* **Brief**: Say whether each statement agrees with the article on SiFive's funding round, answering yes or no and quoting the article's deciding words: 1. SiFive sells the chips it designs. 2. Nvidia took part as an investor in the round. 3. Atreides Management led the round.

* **Document excerpt**:
SiFive, a company founded in 2015 by UC Berkeley engineers who create open source chip designs, has raised a $400 million oversubscribed round, valuing the company at $3.65 billion.
This deal is interesting for many reasons. For one, SiFive’s RISC-V open chip design is based on RISC processors, not Intel’s x86 or ARM, the two dominant types of CPUs that currently feed Nvidia’s GPU computer system AI empire.
Additionally, Nvidia was an investor in this round, along with a long list of VCs, private equity, and hedge funds. The round was led by Atreides Management, founded by former Fidelity investor bigwig Gavin Baker. (Atreides was also a $1 billion investor in Cerebras Systems). Other investors in the round include Apollo Global Management, D1 Capital Partners, Point72 Turion, T. Rowe Price Sutter Hill Ventures and others.
SiFive’s business model is the same as Arm’s in years past – it licenses its chip designs to people who modify them for their needs and does not sell the chips itself. (In March, Arm changed its model when it launched the first manufactured chip, an AI chip it co-developed with Meta with customers including OpenAI, Cerebras, and Cloudflare.)

* **Listed records**:
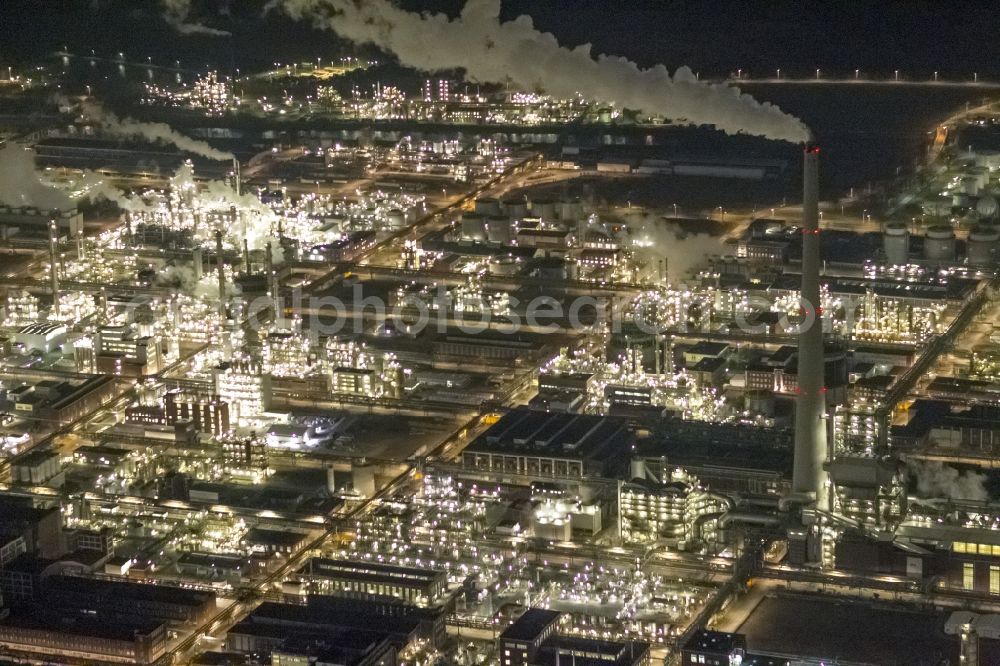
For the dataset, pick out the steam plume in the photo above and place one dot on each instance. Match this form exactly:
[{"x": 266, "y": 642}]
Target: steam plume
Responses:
[
  {"x": 177, "y": 12},
  {"x": 935, "y": 479},
  {"x": 683, "y": 251},
  {"x": 20, "y": 184},
  {"x": 495, "y": 52},
  {"x": 155, "y": 132}
]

* **Result of the task**:
1. No: "does not sell the chips itself"
2. Yes: "Nvidia was an investor in this round"
3. Yes: "The round was led by Atreides Management"